> _SOURCE_:
## START

Pause / resume are durable — the pause flag survives a service restart. A paused worker still accepts uploads and watcher pickups (jobs go to Queued); they just do not advance. Operators see "Pipeline: Paused" on the dashboard System page.

When a pause is in effect:

Jobs already in Processing / Verifying complete normally. Pause stops the next pickup, not the in-flight work.
The bulksigner_pipeline_paused gauge flips to 1.
A system event is written with the optional reason: "Pipeline paused by operator. Reason: Quarterly maintenance.". The same convention applies to resume.

Canceling jobs

curl -X POST http://localhost:8080/api/jobs/$JOB_ID/cancel \
  -H "X-API-Key: $BULK_SIGNER_API_KEY"

Valid for Queued and AwaitingSigner (the latter only exists for LacunaSigner profiles). The endpoint returns 409 { code: "job.not-queued" } if the job has already advanced past those states (e.g. a local job the worker picked up between the operator's decision and the request). In-flight local jobs are sacred — removing them mid-sign would leave orphaned processing/ content and an unverified output.

After cancel:

The job becomes Canceled (terminal).
An audit history entry is added: "Operator canceled: <reason>." (or "Operator canceled." if no reason was supplied).
The file stays in input/. The watcher's recent-cancellation memory prevents auto-resurrection; operator-driven re-runs via Upload, Retry, or Rescan will re-enqueue.

Retrying failed jobs

curl -X POST http://localhost:8080/api/jobs/$JOB_ID/retry \
  -H "X-API-Key: $BULK_SIGNER_API_KEY"

## END

> _STORED ROWS_:
## START

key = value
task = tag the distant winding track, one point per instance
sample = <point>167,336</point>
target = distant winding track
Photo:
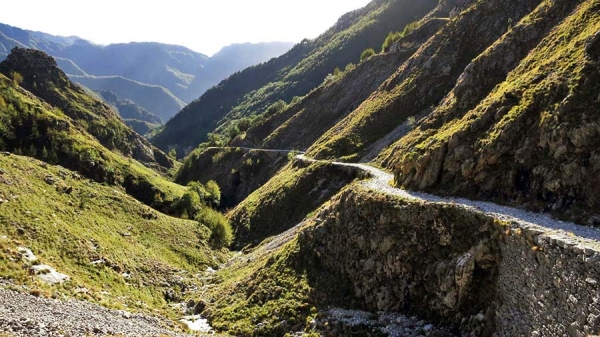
<point>541,223</point>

## END

> _WRITTEN PROBLEM_: Could you continue the documentation on pausing, canceling, and retrying jobs from the point where it stops? The records have nothing to do with the documentation on pausing, canceling, and retrying jobs.

> _WRITTEN ANSWER_:
Creates a new job with a fresh Id, the same FileName / OriginalPath / Format, ParentJobId = (the failed job).Id, and initial state Queued. The failed job stays Failed; the chain is reconstructable from ParentJobId.

Returns 404 { code: "job.not-found" } for unknown ids, 409 { code: "job.not-failed" } for jobs that are not Failed, 409 { code: "job.input-missing" } if the original input file is no longer on disk.

The dashboard's Job detail page surfaces parent/child links so operators can walk a retry chain back to the root failure.

Rescan

# Every configured folder
curl -X POST http://localhost:8080/api/rescan \
  -H "X-API-Key: $BULK_SIGNER_API_KEY"

# Just one folder
curl -X POST "http://localhost:8080/api/rescan?folder=legal" \
  -H "X-API-Key: $BULK_SIGNER_API_KEY"

Re-enqueues every file currently in the configured input folder(s) that is not already an active job. Useful after a long pause or after manually placing files. The response is a per-folder breakdown plus aggregate counts. Each rescanned file is tagged with the matching folder's name.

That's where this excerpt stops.